One of the film’s least likely and longest lasting gifts to popular culture (beyond the line “squeal like a pig,” which Ned Beatty claims he came up with while improvising the scene with his tormentor, Bill McKinney, while Dickey’s son Christopher says it was a suggestion from a crew member) was the scene where Ronny Cox duets with an inbred hillbilly boy, played by local Billy Redden. The young man actually didn’t know the banjo — a local musician played with his arms through the young boy’s sleeves while crouched behind him  (Redden would, however, later play the instrument, in a cameo in Tim Burton‘s “Big Fish,” in 2003 — see the clip below). A year after the film’s release, a version of the track, entitled “Duelling Banjos,” by Eric Weissberg and Steve Mandell — the one used in the film — became a huge international hit, spending four weeks at #2 in the Billboard Hot 100 (behind only Roberta Flack’s “Killing Me Softly With His Song”). But there was only one problem — Weissberg had pinched the track from South Carolina musician Arthur ‘Guitar Boogie’ Smith, and failed to credit him. Smith sued, and won, and was awarded ashare of the profits, and the credits of the film were amended to include him.

null4. Boorman’s “Duelling Banjos” gold record was stolen by Irish thief Martin Cahill, who the director would later make a film about.
####################
WHAT YOU NEED TO DO:
(1) In the passage about the film's banjo duet, how long did "Duelling Banjos" stay at #2 on the Billboard Hot 100?
(2) Write the text that comes next in the passage about the film's banjo duet, following on from its last sentence.
The lines placed after this passage are not needed for any part of the work.

PROVIDED RECORDS:
####################
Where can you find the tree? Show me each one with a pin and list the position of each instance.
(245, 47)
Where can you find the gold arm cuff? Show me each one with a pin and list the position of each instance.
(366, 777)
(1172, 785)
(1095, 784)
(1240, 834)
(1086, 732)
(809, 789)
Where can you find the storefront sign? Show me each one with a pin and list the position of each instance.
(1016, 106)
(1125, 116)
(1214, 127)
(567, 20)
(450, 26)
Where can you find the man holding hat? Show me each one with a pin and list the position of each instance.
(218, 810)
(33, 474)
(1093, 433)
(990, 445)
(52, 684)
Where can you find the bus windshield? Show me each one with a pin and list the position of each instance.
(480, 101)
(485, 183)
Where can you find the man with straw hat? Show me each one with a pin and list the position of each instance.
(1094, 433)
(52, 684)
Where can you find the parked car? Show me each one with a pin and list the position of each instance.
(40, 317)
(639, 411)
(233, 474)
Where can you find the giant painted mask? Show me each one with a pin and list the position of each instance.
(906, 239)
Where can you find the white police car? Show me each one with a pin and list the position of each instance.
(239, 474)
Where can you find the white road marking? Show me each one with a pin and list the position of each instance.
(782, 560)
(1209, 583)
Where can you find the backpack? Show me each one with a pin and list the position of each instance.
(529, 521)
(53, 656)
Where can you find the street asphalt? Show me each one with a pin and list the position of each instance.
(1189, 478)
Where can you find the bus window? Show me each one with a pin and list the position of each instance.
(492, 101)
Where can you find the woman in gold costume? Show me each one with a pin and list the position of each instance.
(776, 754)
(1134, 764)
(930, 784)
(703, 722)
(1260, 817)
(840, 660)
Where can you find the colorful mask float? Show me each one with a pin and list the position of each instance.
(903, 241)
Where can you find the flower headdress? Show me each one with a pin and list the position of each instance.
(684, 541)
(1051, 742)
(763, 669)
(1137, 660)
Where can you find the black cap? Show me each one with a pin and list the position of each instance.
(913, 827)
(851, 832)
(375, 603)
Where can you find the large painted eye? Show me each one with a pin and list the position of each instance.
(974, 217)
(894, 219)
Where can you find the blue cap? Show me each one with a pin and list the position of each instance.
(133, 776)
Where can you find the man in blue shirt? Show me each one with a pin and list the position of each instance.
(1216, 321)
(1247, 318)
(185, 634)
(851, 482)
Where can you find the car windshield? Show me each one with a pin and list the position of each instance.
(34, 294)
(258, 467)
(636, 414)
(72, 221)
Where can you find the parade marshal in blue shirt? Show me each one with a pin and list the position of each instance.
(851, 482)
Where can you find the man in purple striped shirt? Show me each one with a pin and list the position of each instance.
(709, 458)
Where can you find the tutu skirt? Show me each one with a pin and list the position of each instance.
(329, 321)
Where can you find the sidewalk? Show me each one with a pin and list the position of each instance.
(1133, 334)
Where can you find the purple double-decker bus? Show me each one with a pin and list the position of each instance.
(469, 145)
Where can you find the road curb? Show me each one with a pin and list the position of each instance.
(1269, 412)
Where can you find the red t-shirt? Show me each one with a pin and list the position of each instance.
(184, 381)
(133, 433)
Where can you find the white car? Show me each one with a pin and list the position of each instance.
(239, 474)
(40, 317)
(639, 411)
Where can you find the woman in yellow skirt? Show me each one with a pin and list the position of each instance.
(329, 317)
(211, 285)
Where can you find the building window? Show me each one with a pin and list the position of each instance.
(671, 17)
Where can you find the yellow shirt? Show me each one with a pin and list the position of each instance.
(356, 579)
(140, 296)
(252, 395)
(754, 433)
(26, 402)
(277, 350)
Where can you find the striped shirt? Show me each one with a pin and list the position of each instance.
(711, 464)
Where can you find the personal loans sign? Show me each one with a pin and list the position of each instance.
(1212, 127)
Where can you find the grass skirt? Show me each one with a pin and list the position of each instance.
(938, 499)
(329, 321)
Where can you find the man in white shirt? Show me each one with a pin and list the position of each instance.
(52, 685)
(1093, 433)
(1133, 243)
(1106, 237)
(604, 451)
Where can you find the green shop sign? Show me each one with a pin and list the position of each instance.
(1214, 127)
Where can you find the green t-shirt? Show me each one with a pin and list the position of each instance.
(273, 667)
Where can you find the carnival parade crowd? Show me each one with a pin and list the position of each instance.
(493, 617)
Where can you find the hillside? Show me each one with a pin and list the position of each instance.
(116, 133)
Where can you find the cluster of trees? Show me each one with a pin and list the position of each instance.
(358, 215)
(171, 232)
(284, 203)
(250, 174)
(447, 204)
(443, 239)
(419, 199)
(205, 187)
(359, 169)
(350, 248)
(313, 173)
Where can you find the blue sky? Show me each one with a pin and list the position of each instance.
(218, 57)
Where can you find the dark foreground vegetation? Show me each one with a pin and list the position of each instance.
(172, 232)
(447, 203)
####################
RESPONSES BY ITEM NUMBER:
(1) Four weeks.

(2)
Boorman was awarded a gold record for the success of “Duelling Banjos,” but it was later stolen in a break-in at the director’s home in Ireland. It would later emerge that the culprit had been Martin Cahill. Cahill was a Dublin criminal, known locally as The General, who became infamous after a series of burglaries, peaking with a $2 million dollar jewellery heist in 1983, and a major art heist. In the aftermath of a failed kidnapping of the head of the National Irish Bank, Cahill was assassinated, seemingly at the behest of one of his lieutenants, John Gilligan, working together with the IRA. Journalist Paul Williams wrote a book about Cahill, and Boorman, intrigued by his own connection to him (the director told Salon “He robbed my house in 1981. At that time, he was really just a cat burglar — he wasn’t doing any of these big things, but he was very audacious then, and provocative. The police recognized his modus vivendi, but also he always wanted to be known when he pulled off these things”) optioned it, turning it into the 1998 film “The General,” starring Brendan Gleeson as Cahill, with Jon Voight reuniting with his “Deliverance” director to play his police nemesis Ned Kenny. Boorman included a scene where Cahill steals a gold record, only to discover that it’s really made of plastic, as “revenge.” The black and white picture proved to be Boorman’s most acclaimed film in years, and won the director his second Best Director award at Cannes.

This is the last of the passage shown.